AIM OF THE EXERCISE:
Print the part of the Von Iva album review that starts with "Von Iva’s self-titled" and goes on through "knuckle sandwich-serving predator.", copying it word for word.

Von Iva’s self-titled surprise-the-hell-out-of-me album is six tracks of hot electric sex so raw and gritty, you’ll feel like the unassuming prey of a knuckle sandwich-serving predator.
The album kicks off with vocalist Jillian Iva singing through an effect of some sort, sounding her PJ Harviest (\"Same Sad Song\"), minus the severe trying of my patience that PJ Harvey usually brings. The band behind her introduces themselves with some slight tempo changes and altering volume attacks. A tambourine shows up with some violent clapping, then-- BOOM!-- they’re rocking the gnarly, keyboarded fuck out of you.

Dataset excerpt:
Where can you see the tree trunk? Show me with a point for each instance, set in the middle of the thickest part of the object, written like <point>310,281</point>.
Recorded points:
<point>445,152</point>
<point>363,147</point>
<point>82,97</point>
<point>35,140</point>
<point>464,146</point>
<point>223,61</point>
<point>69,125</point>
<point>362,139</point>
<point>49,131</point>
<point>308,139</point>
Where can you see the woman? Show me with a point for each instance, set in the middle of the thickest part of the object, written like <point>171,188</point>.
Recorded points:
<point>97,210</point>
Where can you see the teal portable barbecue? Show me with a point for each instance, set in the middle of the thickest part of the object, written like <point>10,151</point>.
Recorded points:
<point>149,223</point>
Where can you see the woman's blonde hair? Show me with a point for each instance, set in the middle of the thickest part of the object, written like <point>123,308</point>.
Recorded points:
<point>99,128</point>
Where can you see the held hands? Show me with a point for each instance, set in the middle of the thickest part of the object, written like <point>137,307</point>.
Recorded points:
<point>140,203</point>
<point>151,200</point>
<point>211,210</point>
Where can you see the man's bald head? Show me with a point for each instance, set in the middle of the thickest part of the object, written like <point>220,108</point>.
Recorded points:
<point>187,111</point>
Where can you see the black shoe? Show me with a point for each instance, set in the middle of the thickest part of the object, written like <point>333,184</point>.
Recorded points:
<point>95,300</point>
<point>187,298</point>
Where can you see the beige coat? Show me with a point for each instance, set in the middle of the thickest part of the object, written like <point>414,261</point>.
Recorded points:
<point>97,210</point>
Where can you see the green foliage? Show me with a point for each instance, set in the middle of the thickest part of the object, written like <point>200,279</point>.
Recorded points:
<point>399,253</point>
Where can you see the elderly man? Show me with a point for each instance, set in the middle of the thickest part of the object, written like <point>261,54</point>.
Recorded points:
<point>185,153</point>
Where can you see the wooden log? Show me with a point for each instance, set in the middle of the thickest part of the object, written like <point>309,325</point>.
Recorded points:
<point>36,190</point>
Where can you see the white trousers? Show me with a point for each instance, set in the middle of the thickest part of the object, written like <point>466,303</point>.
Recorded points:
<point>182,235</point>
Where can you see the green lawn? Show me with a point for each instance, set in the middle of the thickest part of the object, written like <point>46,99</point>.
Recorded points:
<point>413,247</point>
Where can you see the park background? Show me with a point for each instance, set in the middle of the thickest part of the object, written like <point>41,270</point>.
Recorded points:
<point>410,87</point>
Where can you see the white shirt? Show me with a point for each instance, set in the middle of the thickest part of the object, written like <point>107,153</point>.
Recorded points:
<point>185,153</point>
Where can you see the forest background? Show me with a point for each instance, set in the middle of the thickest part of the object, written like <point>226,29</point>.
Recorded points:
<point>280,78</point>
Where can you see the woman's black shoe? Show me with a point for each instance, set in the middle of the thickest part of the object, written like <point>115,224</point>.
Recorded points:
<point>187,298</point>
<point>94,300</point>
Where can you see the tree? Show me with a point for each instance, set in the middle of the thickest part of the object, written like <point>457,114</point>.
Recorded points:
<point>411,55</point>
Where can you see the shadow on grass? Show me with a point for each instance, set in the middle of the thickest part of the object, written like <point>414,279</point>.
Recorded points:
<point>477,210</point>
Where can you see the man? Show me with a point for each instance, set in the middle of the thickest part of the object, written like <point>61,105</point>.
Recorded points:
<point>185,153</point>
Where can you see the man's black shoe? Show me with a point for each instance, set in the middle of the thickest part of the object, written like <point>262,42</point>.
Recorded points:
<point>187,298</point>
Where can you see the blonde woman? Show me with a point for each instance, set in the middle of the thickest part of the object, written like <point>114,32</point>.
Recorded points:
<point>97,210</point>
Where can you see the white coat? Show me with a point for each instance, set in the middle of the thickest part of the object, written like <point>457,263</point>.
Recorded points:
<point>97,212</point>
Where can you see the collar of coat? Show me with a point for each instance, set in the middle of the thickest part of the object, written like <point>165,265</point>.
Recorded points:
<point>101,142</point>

CORRECT RESULT:
Von Iva’s self-titled surprise-the-hell-out-of-me album is six tracks of hot electric sex so raw and gritty, you’ll feel like the unassuming prey of a knuckle sandwich-serving predator.